>> START SUPPLIED RECORDS
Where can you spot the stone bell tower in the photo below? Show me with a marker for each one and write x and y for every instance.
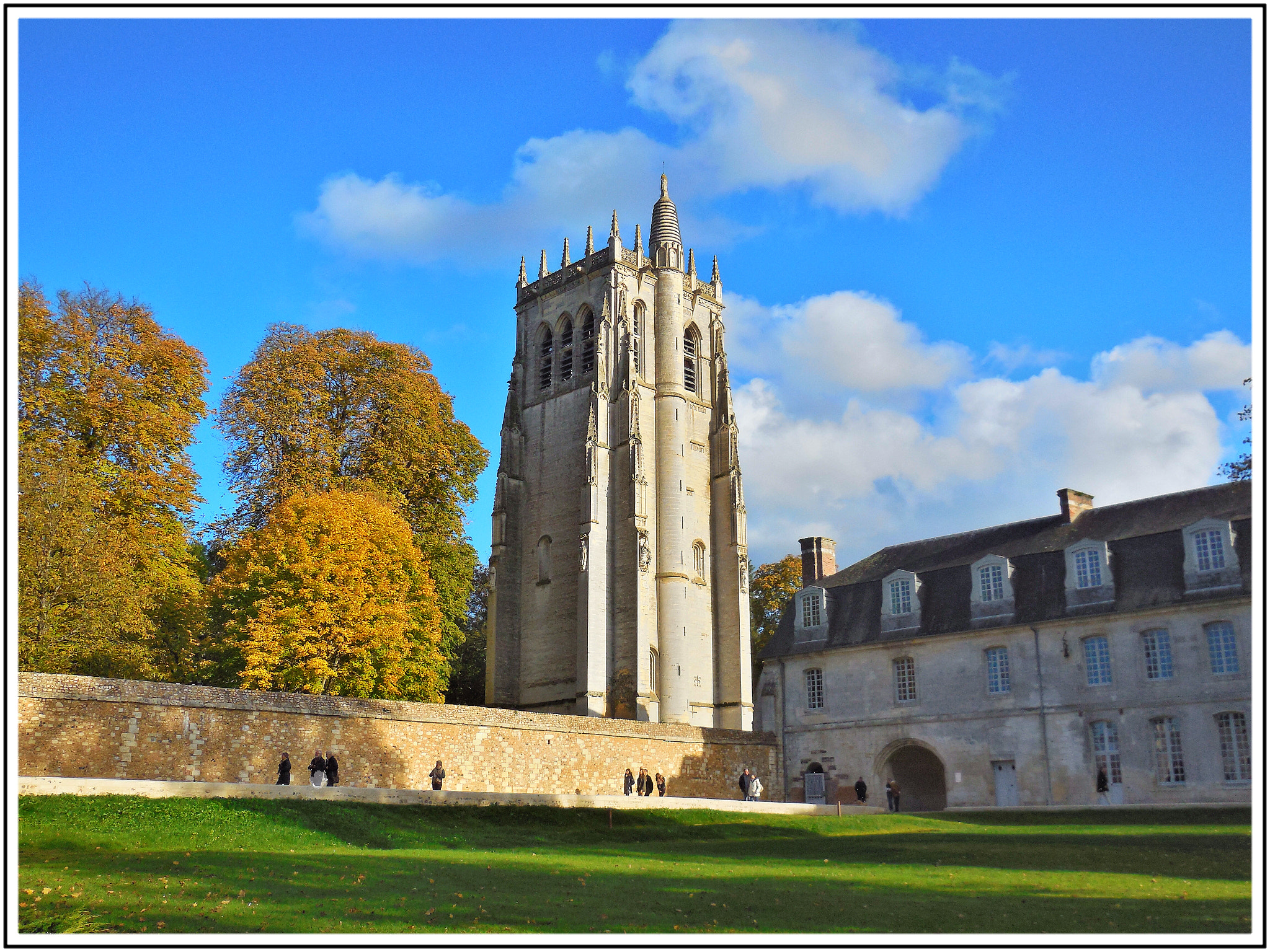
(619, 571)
>> END SUPPLIED RECORDS
>> START SUPPLIED RECORDS
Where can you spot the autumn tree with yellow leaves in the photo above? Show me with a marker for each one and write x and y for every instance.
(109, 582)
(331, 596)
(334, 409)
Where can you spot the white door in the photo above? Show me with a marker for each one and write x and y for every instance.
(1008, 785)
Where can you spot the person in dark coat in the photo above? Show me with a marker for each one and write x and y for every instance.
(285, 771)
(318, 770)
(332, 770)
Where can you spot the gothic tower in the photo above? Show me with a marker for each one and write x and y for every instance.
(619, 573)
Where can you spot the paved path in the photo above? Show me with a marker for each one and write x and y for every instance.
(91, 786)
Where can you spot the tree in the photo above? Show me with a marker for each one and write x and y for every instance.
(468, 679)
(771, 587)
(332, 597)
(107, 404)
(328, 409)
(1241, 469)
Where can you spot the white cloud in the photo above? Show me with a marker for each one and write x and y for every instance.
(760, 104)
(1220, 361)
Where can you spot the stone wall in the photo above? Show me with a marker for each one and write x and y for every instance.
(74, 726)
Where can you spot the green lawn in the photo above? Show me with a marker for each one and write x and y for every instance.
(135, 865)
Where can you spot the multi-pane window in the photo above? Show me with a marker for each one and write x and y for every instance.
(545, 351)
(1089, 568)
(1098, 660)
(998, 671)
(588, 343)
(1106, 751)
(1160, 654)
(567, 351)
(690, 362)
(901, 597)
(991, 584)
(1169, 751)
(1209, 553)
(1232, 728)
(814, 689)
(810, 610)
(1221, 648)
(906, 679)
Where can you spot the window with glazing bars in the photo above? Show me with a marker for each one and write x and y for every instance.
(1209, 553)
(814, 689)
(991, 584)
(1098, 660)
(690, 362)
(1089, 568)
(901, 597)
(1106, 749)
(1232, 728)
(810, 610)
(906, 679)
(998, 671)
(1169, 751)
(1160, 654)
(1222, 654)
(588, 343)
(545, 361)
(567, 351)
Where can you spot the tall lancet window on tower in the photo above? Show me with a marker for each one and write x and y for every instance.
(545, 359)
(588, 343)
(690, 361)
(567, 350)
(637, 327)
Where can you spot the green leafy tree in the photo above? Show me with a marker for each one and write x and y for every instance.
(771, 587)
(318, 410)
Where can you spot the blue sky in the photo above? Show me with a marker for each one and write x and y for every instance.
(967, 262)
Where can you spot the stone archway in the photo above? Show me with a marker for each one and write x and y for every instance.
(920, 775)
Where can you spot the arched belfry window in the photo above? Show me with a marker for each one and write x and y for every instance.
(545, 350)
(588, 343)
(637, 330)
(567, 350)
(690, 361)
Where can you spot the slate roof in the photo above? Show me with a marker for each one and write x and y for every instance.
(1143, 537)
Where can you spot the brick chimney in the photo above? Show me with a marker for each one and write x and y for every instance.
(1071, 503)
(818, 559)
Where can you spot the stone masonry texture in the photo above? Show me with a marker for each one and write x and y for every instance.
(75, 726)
>> END SUPPLIED RECORDS
Please write out again the lines beginning with the line that contains "Where can you spot the stone wall" and continuing through the line that contains "(1143, 537)", requests included, and offset every coordinate in the answers by adding 96 to each number.

Where can you spot the stone wall in the photo above? Show me with a marker for each one and write x and y for every instance.
(170, 822)
Where can you spot the green lawn in the photo above? Show me with a marker for each one and write x and y for every instance.
(231, 961)
Where can you spot the multi-pane window in the photo above? Show me with a marker for each one and write x and y for every instance.
(641, 447)
(1185, 664)
(1194, 756)
(1094, 767)
(684, 439)
(1202, 847)
(1256, 750)
(663, 447)
(786, 458)
(997, 693)
(1087, 680)
(1265, 847)
(1305, 649)
(1328, 824)
(910, 785)
(906, 706)
(1317, 744)
(1002, 775)
Where can you spot the window with glazing bars in the photo above? Show me with a marker for each one and write x and y for every instance.
(1305, 649)
(910, 785)
(1087, 680)
(1194, 756)
(786, 458)
(1185, 664)
(997, 693)
(1202, 845)
(1328, 824)
(906, 706)
(1002, 775)
(1094, 767)
(1265, 847)
(1256, 750)
(1318, 750)
(684, 439)
(641, 457)
(663, 447)
Where can you spot the tall lancet window on tower in the photo above? Show me with a marker for each one and write x and y for every instance.
(641, 455)
(684, 439)
(786, 457)
(663, 446)
(733, 423)
Where can you spot the green leafy tree in the photo above? Show me with a marker for each one and write x and y for every instance.
(867, 683)
(414, 506)
Where can you spot the blue sky in the photo above? Show me with a marker for each one and write x and y for every instance.
(1063, 358)
Where can you spot the stone archway in the photo above? Show me with a marker for each one and write x and y for every instance.
(1016, 871)
Where can you spot the arched belfry window in the photo above? Show me with a marker for each one and write x and y for every instance.
(641, 446)
(684, 439)
(733, 426)
(663, 446)
(786, 457)
Where can you spot the slate roof in the photo above? Show me with a marker for each one and write x and y for every instance.
(1239, 633)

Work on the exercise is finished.